"""

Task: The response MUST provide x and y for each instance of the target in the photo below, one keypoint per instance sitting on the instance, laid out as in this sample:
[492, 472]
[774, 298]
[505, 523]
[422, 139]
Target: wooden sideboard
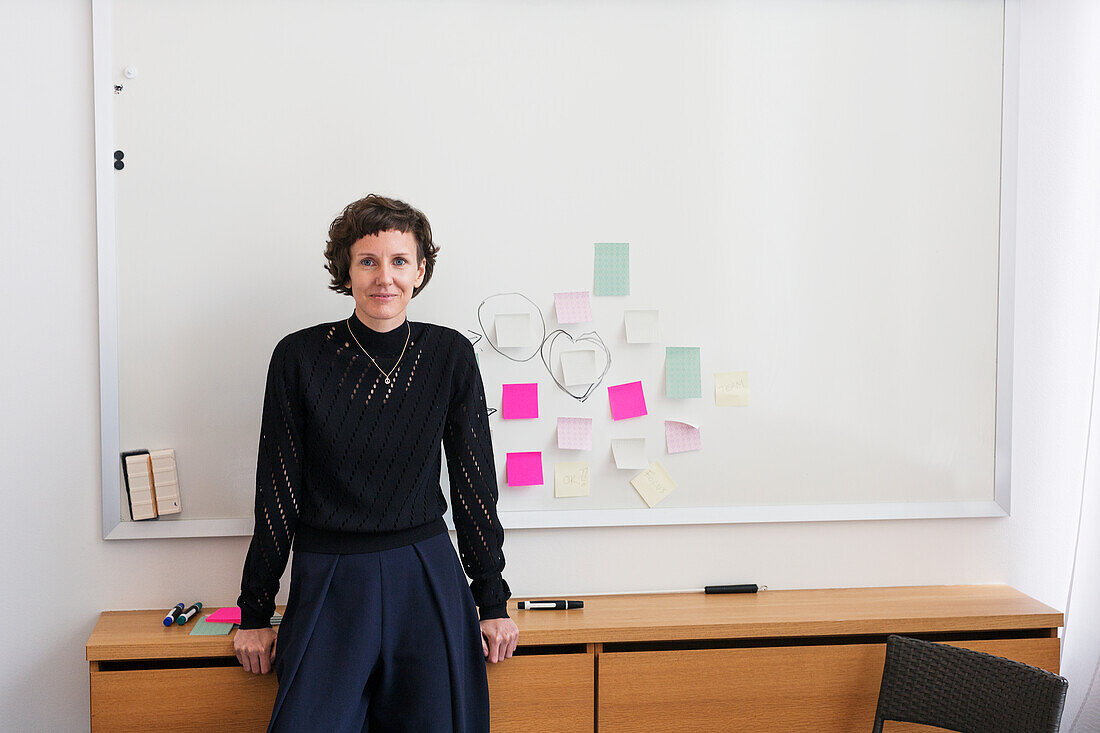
[774, 660]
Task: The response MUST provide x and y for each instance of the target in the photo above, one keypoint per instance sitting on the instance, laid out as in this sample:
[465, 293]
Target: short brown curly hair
[370, 216]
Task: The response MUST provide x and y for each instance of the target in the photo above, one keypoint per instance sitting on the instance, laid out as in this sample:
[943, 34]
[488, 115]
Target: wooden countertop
[669, 616]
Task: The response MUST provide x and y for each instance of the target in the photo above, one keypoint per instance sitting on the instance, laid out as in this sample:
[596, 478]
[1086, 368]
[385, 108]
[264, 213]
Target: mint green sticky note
[682, 373]
[612, 273]
[207, 628]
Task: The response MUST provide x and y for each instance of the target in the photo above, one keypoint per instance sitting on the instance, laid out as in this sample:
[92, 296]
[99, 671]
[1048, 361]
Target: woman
[381, 631]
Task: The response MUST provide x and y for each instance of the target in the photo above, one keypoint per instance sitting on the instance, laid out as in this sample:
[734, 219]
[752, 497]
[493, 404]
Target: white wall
[57, 573]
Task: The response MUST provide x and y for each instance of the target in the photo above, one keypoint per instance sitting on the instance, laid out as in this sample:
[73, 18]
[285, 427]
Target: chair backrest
[967, 691]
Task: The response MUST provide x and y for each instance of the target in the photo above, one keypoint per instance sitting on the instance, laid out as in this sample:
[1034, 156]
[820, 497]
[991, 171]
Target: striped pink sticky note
[573, 307]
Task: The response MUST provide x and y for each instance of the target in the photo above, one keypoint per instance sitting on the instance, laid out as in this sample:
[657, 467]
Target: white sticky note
[653, 484]
[579, 367]
[513, 329]
[642, 326]
[574, 433]
[680, 436]
[571, 479]
[629, 452]
[732, 389]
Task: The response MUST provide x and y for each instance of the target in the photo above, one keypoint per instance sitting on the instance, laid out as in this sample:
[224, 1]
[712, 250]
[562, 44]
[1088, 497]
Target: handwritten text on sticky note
[571, 479]
[732, 389]
[653, 484]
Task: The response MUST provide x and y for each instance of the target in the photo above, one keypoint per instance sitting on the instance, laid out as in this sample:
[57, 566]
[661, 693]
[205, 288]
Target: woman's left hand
[498, 638]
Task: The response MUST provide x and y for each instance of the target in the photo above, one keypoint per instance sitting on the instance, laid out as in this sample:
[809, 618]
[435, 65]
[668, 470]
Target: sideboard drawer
[195, 698]
[823, 689]
[542, 692]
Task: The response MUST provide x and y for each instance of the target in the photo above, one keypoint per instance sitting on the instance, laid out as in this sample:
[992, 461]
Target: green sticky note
[612, 273]
[682, 372]
[207, 628]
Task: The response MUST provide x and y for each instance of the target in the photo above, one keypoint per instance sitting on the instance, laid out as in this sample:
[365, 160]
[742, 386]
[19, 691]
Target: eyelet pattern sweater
[349, 463]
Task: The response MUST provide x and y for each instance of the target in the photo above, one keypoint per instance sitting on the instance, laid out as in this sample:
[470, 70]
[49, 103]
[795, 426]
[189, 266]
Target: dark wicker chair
[966, 691]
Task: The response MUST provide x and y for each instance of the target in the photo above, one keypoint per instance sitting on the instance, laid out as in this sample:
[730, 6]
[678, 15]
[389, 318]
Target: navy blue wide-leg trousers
[385, 641]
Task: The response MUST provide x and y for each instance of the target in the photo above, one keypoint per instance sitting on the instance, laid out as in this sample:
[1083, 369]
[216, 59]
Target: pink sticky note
[681, 436]
[230, 614]
[574, 433]
[525, 469]
[519, 401]
[627, 401]
[572, 307]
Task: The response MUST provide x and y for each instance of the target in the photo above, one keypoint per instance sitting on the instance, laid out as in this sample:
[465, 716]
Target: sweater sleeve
[278, 488]
[473, 487]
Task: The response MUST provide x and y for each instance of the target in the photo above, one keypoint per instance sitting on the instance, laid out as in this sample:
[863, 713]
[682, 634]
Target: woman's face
[384, 272]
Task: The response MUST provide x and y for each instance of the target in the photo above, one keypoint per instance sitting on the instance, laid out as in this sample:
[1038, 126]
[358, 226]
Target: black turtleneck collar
[375, 342]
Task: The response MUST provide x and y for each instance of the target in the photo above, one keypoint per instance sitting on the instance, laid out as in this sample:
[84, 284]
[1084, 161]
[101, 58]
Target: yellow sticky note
[653, 484]
[732, 389]
[571, 479]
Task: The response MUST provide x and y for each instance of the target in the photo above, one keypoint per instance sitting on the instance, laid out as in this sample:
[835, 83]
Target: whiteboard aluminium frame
[103, 75]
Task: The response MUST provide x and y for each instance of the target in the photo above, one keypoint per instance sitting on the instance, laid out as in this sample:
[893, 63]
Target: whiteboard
[812, 193]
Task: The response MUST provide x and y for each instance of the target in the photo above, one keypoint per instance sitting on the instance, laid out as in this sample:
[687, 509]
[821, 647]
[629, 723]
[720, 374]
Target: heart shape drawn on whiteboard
[550, 358]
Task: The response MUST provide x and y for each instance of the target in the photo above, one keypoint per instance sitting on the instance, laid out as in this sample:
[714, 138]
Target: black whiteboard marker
[549, 605]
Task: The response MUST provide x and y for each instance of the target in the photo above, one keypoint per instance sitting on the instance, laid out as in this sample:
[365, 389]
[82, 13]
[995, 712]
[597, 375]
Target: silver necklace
[384, 373]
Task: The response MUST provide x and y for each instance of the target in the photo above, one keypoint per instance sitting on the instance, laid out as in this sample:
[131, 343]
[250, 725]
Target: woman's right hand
[255, 649]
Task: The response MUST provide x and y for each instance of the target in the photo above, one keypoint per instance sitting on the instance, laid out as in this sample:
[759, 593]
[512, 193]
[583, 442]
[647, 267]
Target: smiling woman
[348, 476]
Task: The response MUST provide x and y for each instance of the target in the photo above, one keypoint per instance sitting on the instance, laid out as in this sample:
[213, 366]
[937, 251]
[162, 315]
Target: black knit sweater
[349, 463]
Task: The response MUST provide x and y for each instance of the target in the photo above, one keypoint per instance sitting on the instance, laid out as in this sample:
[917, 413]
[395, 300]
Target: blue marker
[189, 613]
[171, 619]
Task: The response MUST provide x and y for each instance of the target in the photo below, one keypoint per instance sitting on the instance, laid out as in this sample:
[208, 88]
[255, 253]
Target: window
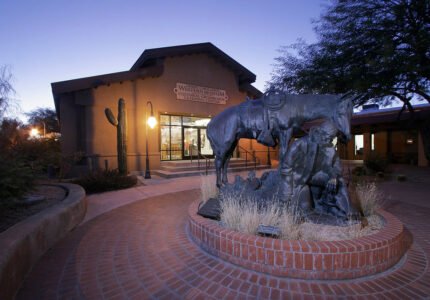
[359, 144]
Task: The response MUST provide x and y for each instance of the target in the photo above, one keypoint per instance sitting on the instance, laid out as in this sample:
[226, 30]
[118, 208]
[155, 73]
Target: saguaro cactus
[121, 128]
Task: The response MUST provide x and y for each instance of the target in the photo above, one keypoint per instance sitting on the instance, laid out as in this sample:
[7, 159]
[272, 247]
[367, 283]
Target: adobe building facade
[399, 139]
[186, 86]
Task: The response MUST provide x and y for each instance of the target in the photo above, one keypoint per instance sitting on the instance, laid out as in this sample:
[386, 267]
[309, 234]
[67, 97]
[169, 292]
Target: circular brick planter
[345, 259]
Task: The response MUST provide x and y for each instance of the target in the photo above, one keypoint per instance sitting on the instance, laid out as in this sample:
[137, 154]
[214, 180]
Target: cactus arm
[110, 117]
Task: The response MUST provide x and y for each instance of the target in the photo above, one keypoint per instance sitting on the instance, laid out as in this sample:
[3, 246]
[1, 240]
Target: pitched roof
[150, 55]
[150, 64]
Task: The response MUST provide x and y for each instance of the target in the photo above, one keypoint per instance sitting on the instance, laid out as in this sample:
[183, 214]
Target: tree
[44, 117]
[6, 90]
[376, 50]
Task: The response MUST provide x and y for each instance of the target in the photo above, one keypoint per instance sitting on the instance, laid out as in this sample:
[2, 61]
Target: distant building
[391, 136]
[186, 84]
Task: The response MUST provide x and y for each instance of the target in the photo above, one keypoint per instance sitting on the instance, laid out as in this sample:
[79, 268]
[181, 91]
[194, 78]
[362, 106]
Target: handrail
[255, 158]
[199, 154]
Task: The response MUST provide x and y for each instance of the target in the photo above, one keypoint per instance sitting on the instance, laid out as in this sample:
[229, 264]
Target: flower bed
[302, 259]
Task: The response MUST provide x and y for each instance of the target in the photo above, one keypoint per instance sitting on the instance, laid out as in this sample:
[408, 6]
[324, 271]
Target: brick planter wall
[302, 259]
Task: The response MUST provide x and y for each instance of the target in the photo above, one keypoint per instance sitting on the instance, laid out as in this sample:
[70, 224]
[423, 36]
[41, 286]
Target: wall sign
[197, 93]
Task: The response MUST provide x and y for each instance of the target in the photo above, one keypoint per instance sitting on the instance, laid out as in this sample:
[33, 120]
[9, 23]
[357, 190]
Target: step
[170, 174]
[194, 162]
[195, 167]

"""

**What you will do:**
Pick out every line in the records that contains the string "chair", and copy each of those lines.

**Reply to the exercise:**
Target: chair backrest
Target: dark wicker chair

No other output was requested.